→ **What to produce**
What follows is a listing; restate every line of it word for word.

→ **The data**
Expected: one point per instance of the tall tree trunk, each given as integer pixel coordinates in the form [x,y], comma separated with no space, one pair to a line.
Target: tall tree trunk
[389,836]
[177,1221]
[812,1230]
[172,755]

→ **Output for this task**
Expected: one point per instance of the tall tree trunk, each given as integer pixel coordinates in the form [x,y], comma separated with no space, one pair to a line.
Target: tall tree trunk
[389,836]
[177,1221]
[812,1230]
[172,755]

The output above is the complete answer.